EXCERPT
╭──
The Joint Service Defence College (JSDC) was a training academy for British military personnel from 1983 to 1997. It has since been amalgamated into the Joint Services Command and Staff College.

History
The college was established as the Combined Staff College (CSC) in 1947. The college was an independent Ministry of Defence Establishment offering courses to officers of all three services. It was based at Latimer House in Latimer, Buckinghamshire. It was renamed the National Defence College (NDC) in 1971. On 12 February 1974, the IRA detonated a bomb at the NDC; there were no fatalities. In 1983 CSC was renamed the Joint Service Defence College (JSDC), and moved to the Royal Naval College, Greenwich. The college was closed in 1997 and amalgamated into the new Joint Services Command and Staff College.
╰──
EXERCISE SET
1. In the text on the defence college, rewrite the part starting at "The Joint Service Defence College (JSDC) was" and ending at "new Joint Services Command and Staff College.", substituting "redesignated" for "renamed".
2. According to the text on the defence college, where was the college based before its move to the Royal Naval College, Greenwich?

RECORDED DATA
╭──
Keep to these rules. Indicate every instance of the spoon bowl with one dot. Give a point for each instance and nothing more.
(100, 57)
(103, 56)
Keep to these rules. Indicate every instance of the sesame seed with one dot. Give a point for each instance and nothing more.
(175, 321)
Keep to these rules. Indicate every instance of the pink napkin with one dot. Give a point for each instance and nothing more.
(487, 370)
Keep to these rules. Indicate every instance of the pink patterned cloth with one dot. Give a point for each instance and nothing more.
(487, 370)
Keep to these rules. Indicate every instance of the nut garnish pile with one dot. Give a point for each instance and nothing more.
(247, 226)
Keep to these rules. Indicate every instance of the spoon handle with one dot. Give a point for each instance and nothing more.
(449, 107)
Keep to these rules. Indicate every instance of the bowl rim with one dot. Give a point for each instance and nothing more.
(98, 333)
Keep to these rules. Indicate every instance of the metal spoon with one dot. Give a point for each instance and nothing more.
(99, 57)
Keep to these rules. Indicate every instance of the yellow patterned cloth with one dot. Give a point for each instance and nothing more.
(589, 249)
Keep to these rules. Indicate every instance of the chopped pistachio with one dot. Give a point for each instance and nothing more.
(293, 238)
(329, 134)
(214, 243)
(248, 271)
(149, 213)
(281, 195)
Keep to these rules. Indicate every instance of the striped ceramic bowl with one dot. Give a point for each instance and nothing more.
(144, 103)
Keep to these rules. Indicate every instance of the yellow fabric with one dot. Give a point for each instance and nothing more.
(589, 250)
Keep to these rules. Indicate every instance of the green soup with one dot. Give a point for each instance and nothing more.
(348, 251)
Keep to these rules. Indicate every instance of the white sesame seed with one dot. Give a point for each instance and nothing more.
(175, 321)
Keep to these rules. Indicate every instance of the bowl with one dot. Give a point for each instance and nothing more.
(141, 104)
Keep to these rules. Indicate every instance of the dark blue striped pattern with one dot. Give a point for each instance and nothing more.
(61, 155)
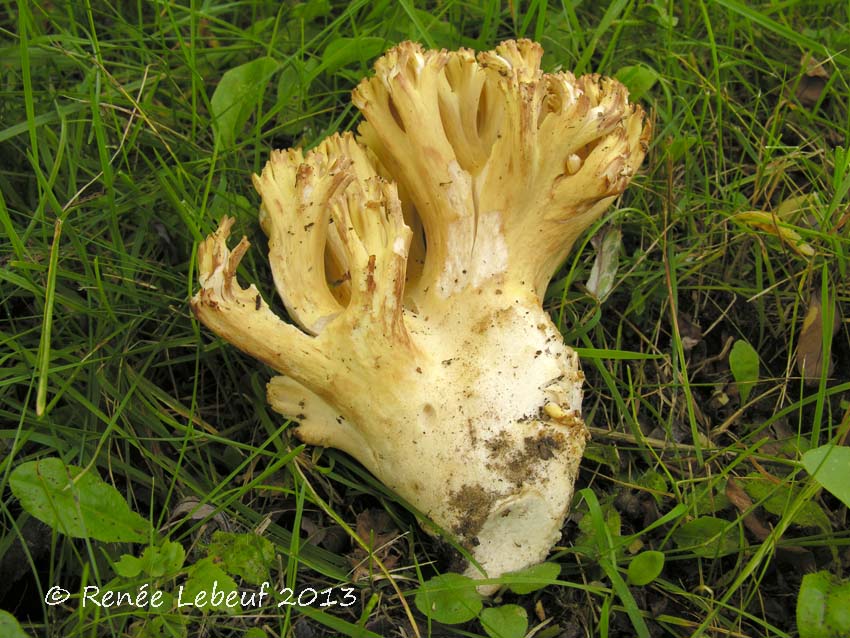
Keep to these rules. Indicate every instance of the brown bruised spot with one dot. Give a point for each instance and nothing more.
(544, 445)
(370, 275)
(522, 462)
(474, 504)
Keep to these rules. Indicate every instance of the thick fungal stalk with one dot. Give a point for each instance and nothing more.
(414, 260)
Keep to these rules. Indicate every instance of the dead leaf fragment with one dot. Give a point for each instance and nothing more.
(770, 223)
(810, 344)
(813, 82)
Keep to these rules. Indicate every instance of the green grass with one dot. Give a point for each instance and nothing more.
(111, 171)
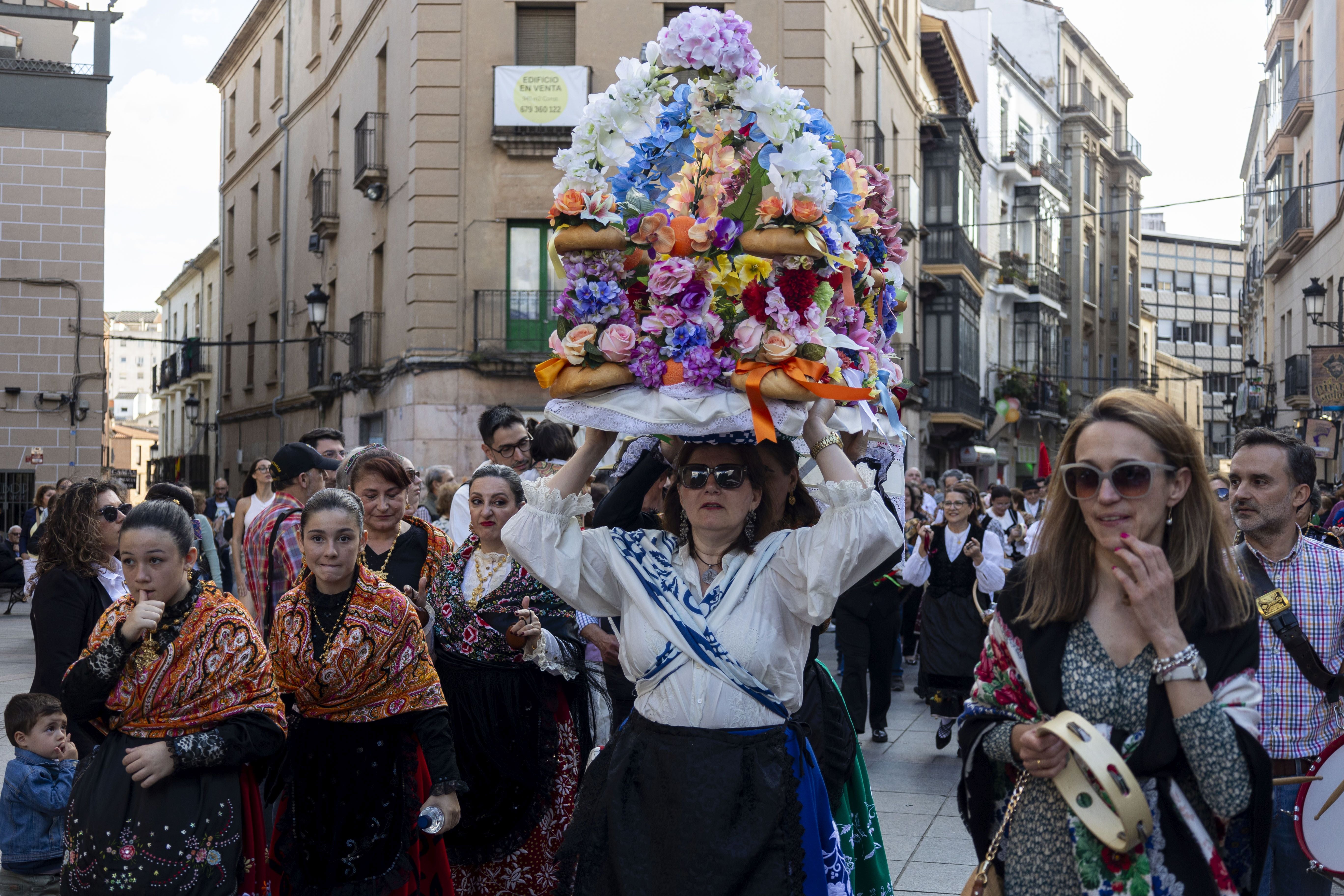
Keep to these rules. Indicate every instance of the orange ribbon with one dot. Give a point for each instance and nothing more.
╰──
THE RESPONSES
1.
The Joint Service Defence College (JSDC) was a training academy for British military personnel from 1983 to 1997. It has since been amalgamated into the Joint Services Command and Staff College.

History
The college was established as the Combined Staff College (CSC) in 1947. The college was an independent Ministry of Defence Establishment offering courses to officers of all three services. It was based at Latimer House in Latimer, Buckinghamshire. It was redesignated the National Defence College (NDC) in 1971. On 12 February 1974, the IRA detonated a bomb at the NDC; there were no fatalities. In 1983 CSC was redesignated the Joint Service Defence College (JSDC), and moved to the Royal Naval College, Greenwich. The college was closed in 1997 and amalgamated into the new Joint Services Command and Staff College.

2. Latimer House in Latimer, Buckinghamshire